> TEXT SECTION
>>>
WHAT A LITTLE MONEY CAN DO

I wanted to get something out of the last few shows with Nico.

I recalled Demetrius’s weird appearance on stage in Barcelona. When it came to the last number in the set I’d disappear, don a black coat and hat, grab a broom and come back on as a street sweeper. I’d sweep up, over Toby and Random, brushing the dust off them, brushing Toby’s drum kit and interfering with his playing. I’d brush the baby talc off Random’s tablas, finally ending up with Nico. I’d hobble around her while she sang Jim Morrison’s ‘The End’, then I’d shoot her with a toy pistol and she’d collapse on to the harmonium. (‘Don’t yer know – only a silver bullet will finish the job,’ mocked Random.)

The Italians loved it, the more lunacy on stage the better. Nico and I began to ham it up so much we started to look forward to showtime. At one show I got the support group to bring me in on a bier. On another occasion we accompanied Nico on the first tune, twanging rubber bands. Real amateur-night stuff. The more ludicrous we made it, the more involved the audience became; the more we hammed it up, the more seriously they took it.

The Japanese weren’t so sure, at first, about the weirdness. They’d come to see a dignified, creative presence; Nico was an art object to them, like Van Gogh’s ‘Sunflowers’. You paid your money and you stared. I’d creep around the stage in my overcoat and hat with a flashlight. Nico would wail about her dead dreams, Random might be combing his hair or reading a newspaper. The punters didn’t know what the fuck was happening. Strangely, though, it wasn’t just a put-on; for once, we were trying to do something – trying to be entertaining.

Though I’d told Nico I wanted to leave, she seemed to have forgotten. When the time came and she realised I wouldn’t be doing her next tour she told Demetrius, ‘Just put him in the vaaan.’

On the quiet, Demetrius had taken a tape of some of our live work to a record company, located in a unit on an industrial estate somewhere in South London. The stuff had been taped off the mixing-desk without any live atmosphere and thus it was only the ghost of what a live performance could be. Plus it had been recorded on to the cheapest cassettes available. It was never intended for anything other than self-reference. Demetrius got £4,000 for it and Nico suddenly found herself with a new album called Nico: Behind the Iron Curtain. Actually it was recorded in a punk club near Rotterdam.

Then Demetrius got Nico fixed up with a tour of Northern Greece, crazy stuff. Random put his Bedlamites back together, all ten of them, and off they went with Demetrius and Nico for £15 a night each and a chance to play their own stuff as support. They were young Didsbury jazzers and they wanted to blow all night long. Nico, to them, was just a washed-up old relic from a bygone era.

When Warhol died Demetrius fixed up a memorial show in Brixton, a tacky piece of opportunism for Warholics Anonymous, with a couple of Andy’s riveting home-movies and a disorientated Nico playing with a curried jazz backing, Indian ragas and funk riffs. It was back to nowhere again for the Pop Girl of ’66.
<<<
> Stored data
>>>
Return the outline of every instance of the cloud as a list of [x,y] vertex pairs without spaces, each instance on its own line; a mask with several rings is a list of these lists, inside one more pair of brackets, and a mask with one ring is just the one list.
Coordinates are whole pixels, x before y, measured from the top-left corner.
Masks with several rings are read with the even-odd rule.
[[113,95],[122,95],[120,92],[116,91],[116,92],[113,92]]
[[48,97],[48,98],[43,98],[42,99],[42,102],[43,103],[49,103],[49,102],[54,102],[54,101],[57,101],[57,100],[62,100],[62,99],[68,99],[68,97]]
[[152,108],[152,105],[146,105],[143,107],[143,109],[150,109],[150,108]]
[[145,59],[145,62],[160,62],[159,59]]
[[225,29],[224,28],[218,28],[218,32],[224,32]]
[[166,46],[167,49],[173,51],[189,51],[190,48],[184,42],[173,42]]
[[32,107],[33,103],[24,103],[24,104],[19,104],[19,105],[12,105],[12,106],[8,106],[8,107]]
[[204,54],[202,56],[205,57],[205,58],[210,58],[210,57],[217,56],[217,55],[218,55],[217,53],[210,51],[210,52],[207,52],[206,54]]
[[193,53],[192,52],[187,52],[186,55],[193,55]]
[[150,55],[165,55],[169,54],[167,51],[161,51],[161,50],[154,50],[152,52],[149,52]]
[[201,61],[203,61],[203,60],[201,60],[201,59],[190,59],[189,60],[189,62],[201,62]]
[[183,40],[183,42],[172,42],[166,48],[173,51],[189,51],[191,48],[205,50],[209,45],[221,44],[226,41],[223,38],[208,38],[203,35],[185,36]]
<<<
> ABOUT THIS TASK
Find the text about the last shows with Nico and list every city, region and district it names.

> OUTPUT
Barcelona, South London, Rotterdam, Northern Greece, Didsbury, Brixton